- [Work item]
Lower down are entries containing pictures. Copy exactly, without those pictures, the lines from the line with "Annotate the red flower" through the line with "Annotate the tree bark".

━━━ Provided entries

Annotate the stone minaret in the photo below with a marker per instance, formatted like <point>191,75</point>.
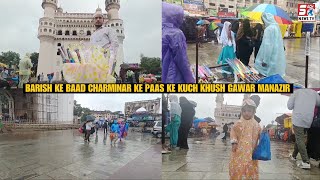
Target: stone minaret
<point>114,21</point>
<point>46,35</point>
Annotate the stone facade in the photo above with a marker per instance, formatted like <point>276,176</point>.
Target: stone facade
<point>40,108</point>
<point>58,28</point>
<point>152,106</point>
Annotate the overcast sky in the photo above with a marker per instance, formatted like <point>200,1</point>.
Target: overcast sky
<point>271,105</point>
<point>112,102</point>
<point>19,21</point>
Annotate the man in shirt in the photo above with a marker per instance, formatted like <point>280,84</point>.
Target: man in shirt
<point>106,38</point>
<point>302,102</point>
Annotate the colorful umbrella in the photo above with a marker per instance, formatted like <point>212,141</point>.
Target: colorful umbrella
<point>255,12</point>
<point>213,26</point>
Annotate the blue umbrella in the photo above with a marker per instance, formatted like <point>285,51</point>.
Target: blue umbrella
<point>200,22</point>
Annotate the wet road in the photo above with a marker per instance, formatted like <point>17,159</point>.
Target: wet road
<point>295,56</point>
<point>210,160</point>
<point>65,155</point>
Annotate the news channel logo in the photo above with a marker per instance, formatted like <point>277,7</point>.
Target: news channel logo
<point>307,12</point>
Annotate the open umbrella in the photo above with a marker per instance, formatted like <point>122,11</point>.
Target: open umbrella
<point>255,12</point>
<point>200,22</point>
<point>213,26</point>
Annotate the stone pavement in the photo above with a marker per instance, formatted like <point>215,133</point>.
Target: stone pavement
<point>295,56</point>
<point>65,155</point>
<point>208,159</point>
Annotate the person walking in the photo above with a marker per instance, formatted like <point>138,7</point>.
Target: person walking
<point>244,42</point>
<point>187,115</point>
<point>175,63</point>
<point>175,116</point>
<point>271,58</point>
<point>302,103</point>
<point>244,138</point>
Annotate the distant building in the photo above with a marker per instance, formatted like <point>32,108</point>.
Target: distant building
<point>107,115</point>
<point>151,106</point>
<point>224,113</point>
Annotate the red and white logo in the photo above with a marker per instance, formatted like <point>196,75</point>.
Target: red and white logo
<point>306,12</point>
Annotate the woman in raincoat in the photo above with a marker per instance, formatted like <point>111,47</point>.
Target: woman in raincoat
<point>244,139</point>
<point>244,42</point>
<point>175,63</point>
<point>187,115</point>
<point>175,115</point>
<point>114,132</point>
<point>228,44</point>
<point>271,58</point>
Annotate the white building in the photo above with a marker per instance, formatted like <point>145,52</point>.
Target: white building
<point>224,113</point>
<point>58,28</point>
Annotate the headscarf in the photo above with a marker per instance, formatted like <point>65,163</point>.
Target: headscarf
<point>225,39</point>
<point>244,29</point>
<point>175,108</point>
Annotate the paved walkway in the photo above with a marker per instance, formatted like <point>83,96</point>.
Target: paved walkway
<point>207,159</point>
<point>65,155</point>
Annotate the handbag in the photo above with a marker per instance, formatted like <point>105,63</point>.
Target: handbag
<point>262,151</point>
<point>92,130</point>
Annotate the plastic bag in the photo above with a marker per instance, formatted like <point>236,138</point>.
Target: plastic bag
<point>262,151</point>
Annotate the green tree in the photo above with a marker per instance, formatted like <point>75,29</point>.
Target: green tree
<point>150,64</point>
<point>34,59</point>
<point>10,58</point>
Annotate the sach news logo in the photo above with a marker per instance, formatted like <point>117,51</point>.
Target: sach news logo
<point>306,12</point>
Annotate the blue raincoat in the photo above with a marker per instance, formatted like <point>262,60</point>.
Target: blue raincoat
<point>271,50</point>
<point>115,128</point>
<point>175,64</point>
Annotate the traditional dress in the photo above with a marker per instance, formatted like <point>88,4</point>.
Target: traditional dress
<point>187,115</point>
<point>229,46</point>
<point>271,51</point>
<point>175,113</point>
<point>246,134</point>
<point>175,63</point>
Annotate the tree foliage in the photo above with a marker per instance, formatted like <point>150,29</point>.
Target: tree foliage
<point>150,65</point>
<point>10,58</point>
<point>80,111</point>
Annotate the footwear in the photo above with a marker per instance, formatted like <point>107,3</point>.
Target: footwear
<point>304,165</point>
<point>292,158</point>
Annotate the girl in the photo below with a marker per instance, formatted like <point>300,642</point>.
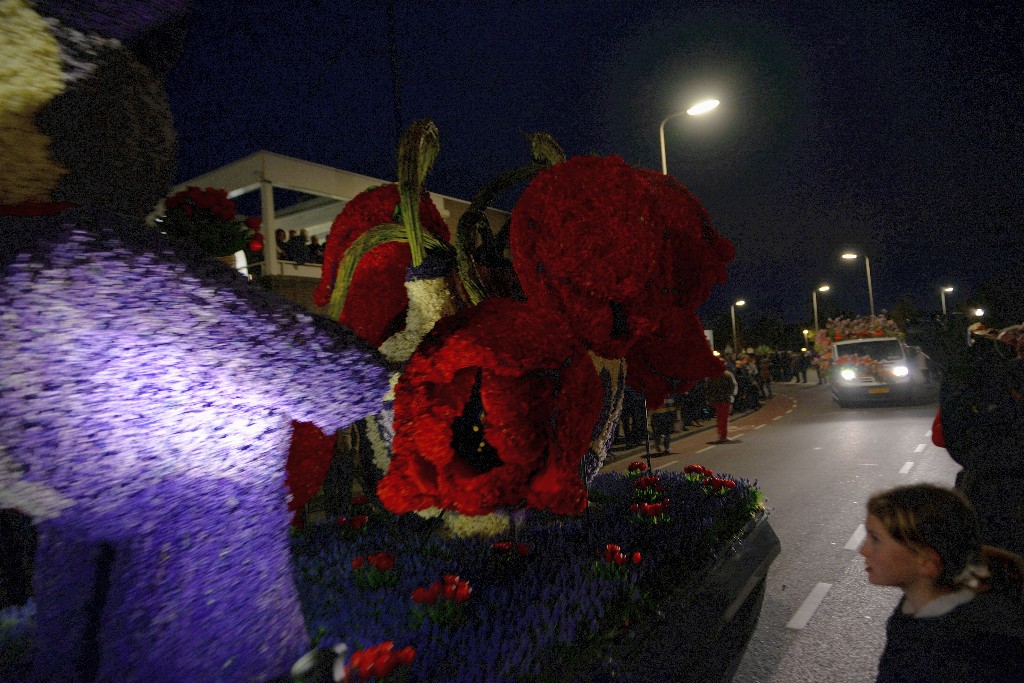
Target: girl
<point>962,616</point>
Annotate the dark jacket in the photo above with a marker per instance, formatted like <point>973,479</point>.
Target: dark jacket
<point>981,641</point>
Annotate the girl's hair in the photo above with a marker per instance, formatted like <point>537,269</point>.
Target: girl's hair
<point>928,516</point>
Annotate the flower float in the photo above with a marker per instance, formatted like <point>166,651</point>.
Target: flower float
<point>498,402</point>
<point>206,218</point>
<point>146,437</point>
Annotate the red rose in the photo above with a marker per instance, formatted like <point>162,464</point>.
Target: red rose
<point>309,456</point>
<point>504,403</point>
<point>672,358</point>
<point>584,244</point>
<point>377,301</point>
<point>462,592</point>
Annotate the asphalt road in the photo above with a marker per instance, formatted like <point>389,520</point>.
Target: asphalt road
<point>817,464</point>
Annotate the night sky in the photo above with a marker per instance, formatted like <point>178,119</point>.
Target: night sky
<point>896,128</point>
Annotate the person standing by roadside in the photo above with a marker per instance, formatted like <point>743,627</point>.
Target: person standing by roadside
<point>662,422</point>
<point>962,615</point>
<point>764,375</point>
<point>721,392</point>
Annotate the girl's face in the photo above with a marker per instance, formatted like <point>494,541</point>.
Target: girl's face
<point>888,561</point>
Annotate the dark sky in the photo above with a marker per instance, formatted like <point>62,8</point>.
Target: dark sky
<point>896,128</point>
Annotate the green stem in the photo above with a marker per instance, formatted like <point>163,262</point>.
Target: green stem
<point>417,152</point>
<point>375,237</point>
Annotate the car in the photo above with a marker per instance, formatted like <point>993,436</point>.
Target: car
<point>869,370</point>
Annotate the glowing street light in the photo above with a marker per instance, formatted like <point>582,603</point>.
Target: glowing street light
<point>814,300</point>
<point>942,294</point>
<point>735,344</point>
<point>696,110</point>
<point>867,267</point>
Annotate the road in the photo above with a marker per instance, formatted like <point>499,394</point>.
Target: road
<point>816,465</point>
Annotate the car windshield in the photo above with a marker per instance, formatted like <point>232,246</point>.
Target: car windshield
<point>884,349</point>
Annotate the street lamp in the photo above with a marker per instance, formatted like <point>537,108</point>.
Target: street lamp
<point>867,269</point>
<point>696,110</point>
<point>942,294</point>
<point>732,308</point>
<point>814,300</point>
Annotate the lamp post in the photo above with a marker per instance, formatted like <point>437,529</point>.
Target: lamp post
<point>942,295</point>
<point>696,110</point>
<point>867,269</point>
<point>814,301</point>
<point>732,308</point>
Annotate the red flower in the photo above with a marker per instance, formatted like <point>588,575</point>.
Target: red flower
<point>504,404</point>
<point>672,358</point>
<point>376,303</point>
<point>379,660</point>
<point>309,457</point>
<point>462,592</point>
<point>584,244</point>
<point>696,255</point>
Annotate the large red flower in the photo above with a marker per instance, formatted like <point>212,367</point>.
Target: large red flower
<point>309,458</point>
<point>671,359</point>
<point>377,300</point>
<point>496,408</point>
<point>695,255</point>
<point>585,245</point>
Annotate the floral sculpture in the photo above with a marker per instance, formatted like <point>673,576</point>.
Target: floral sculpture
<point>207,219</point>
<point>147,391</point>
<point>839,329</point>
<point>499,402</point>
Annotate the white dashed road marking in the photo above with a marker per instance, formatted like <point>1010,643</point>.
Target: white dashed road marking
<point>810,605</point>
<point>856,539</point>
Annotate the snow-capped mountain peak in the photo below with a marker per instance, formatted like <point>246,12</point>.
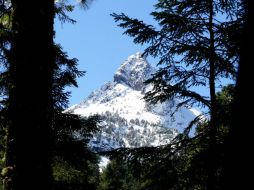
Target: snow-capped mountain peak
<point>127,119</point>
<point>134,71</point>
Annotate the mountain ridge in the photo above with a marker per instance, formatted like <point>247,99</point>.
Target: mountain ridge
<point>127,120</point>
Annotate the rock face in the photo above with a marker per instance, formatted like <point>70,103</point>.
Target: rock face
<point>133,72</point>
<point>127,120</point>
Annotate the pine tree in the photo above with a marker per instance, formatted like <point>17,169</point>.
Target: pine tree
<point>27,88</point>
<point>197,45</point>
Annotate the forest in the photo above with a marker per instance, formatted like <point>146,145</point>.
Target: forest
<point>198,43</point>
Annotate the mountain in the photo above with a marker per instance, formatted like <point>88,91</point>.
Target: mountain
<point>127,120</point>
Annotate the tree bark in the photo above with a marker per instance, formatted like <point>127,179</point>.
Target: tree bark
<point>238,164</point>
<point>211,181</point>
<point>29,141</point>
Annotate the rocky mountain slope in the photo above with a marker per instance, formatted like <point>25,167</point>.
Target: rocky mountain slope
<point>127,120</point>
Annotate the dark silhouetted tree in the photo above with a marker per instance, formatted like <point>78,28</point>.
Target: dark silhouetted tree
<point>196,43</point>
<point>27,90</point>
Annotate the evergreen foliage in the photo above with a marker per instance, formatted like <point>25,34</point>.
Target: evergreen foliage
<point>197,44</point>
<point>70,151</point>
<point>180,165</point>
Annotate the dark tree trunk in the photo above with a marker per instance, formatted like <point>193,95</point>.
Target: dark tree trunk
<point>30,102</point>
<point>239,158</point>
<point>211,182</point>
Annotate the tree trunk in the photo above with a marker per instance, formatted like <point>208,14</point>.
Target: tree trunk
<point>211,183</point>
<point>239,159</point>
<point>28,157</point>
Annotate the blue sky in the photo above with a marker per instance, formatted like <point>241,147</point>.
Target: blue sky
<point>97,42</point>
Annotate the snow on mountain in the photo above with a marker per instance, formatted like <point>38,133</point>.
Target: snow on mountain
<point>127,120</point>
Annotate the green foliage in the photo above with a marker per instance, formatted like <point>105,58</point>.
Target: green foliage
<point>181,165</point>
<point>74,164</point>
<point>117,176</point>
<point>185,46</point>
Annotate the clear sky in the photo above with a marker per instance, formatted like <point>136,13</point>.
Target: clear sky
<point>97,42</point>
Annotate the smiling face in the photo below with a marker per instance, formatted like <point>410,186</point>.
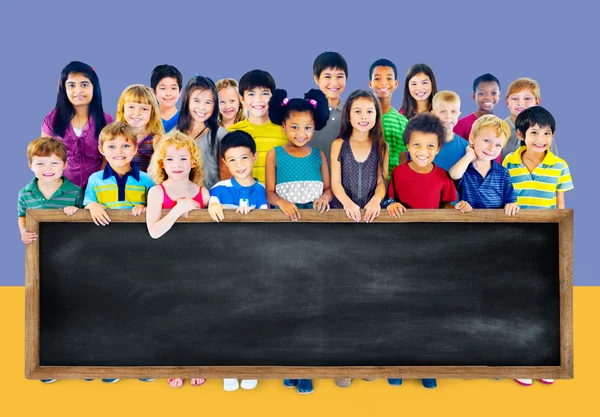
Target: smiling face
<point>486,144</point>
<point>47,168</point>
<point>229,104</point>
<point>299,128</point>
<point>383,82</point>
<point>80,90</point>
<point>201,107</point>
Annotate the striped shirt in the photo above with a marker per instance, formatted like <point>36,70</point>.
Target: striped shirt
<point>31,197</point>
<point>393,128</point>
<point>493,191</point>
<point>537,189</point>
<point>114,192</point>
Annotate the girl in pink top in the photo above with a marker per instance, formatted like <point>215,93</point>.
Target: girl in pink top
<point>77,120</point>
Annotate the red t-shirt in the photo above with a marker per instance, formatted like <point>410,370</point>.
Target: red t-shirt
<point>421,191</point>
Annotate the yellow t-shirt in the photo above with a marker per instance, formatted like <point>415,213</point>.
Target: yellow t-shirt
<point>267,137</point>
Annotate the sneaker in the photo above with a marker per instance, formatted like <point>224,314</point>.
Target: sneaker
<point>429,383</point>
<point>110,380</point>
<point>343,383</point>
<point>230,384</point>
<point>290,383</point>
<point>524,382</point>
<point>249,383</point>
<point>305,386</point>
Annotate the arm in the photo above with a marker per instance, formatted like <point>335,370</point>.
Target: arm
<point>458,169</point>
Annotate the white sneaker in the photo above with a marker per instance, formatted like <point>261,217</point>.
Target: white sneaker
<point>230,384</point>
<point>249,383</point>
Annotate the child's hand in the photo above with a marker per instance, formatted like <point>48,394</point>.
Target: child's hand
<point>28,237</point>
<point>352,211</point>
<point>463,206</point>
<point>289,209</point>
<point>244,209</point>
<point>99,214</point>
<point>470,151</point>
<point>321,205</point>
<point>511,209</point>
<point>396,210</point>
<point>69,211</point>
<point>372,210</point>
<point>137,210</point>
<point>216,212</point>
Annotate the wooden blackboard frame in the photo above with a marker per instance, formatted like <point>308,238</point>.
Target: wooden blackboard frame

━━━━━━

- [Finished task]
Annotate the red flower in the photo above with a marker per instance, formatted like <point>588,575</point>.
Target: red flower
<point>504,404</point>
<point>672,358</point>
<point>376,303</point>
<point>379,660</point>
<point>309,457</point>
<point>462,592</point>
<point>584,244</point>
<point>696,255</point>
Annotate the large red flower in the photo above with a marker per instance, formatted like <point>212,367</point>.
Target: large red flower
<point>309,458</point>
<point>671,359</point>
<point>377,300</point>
<point>496,408</point>
<point>695,255</point>
<point>585,245</point>
Annotate the floral sculpture in the photo above with a marker per instance, formatted like <point>673,576</point>.
Target: floral sculpture
<point>207,219</point>
<point>147,391</point>
<point>839,329</point>
<point>499,402</point>
Annotate the white dashed road marking in the photo above with a marker per instance, formatted like <point>1010,643</point>.
Target: white dashed road marking
<point>810,605</point>
<point>856,539</point>
Annotate the snow-capped mountain peak in the photo below with a marker per instance, formatted like <point>246,12</point>.
Target: snow-capped mountain peak
<point>127,119</point>
<point>134,71</point>
Annotate the mountain ridge in the photo above with a marker per instance, formatted like <point>247,99</point>.
Target: mountain ridge
<point>127,120</point>
Annotate the rock face in the photo above with a marker per instance, formatted like <point>70,103</point>.
Target: rock face
<point>133,72</point>
<point>127,120</point>
Annotate the pine tree in the photo above with a marker per instance, formatted like <point>17,169</point>.
Target: pine tree
<point>27,88</point>
<point>197,45</point>
Annotate the forest in the photo above with a marker per instance, formatted like <point>146,145</point>.
Target: forest
<point>198,43</point>
Annotate the mountain in the photo above with a marker per instance, formatted like <point>88,91</point>.
Target: mountain
<point>127,120</point>
Annotate the tree bark in the photo above with a marker per instance, formatted like <point>127,179</point>.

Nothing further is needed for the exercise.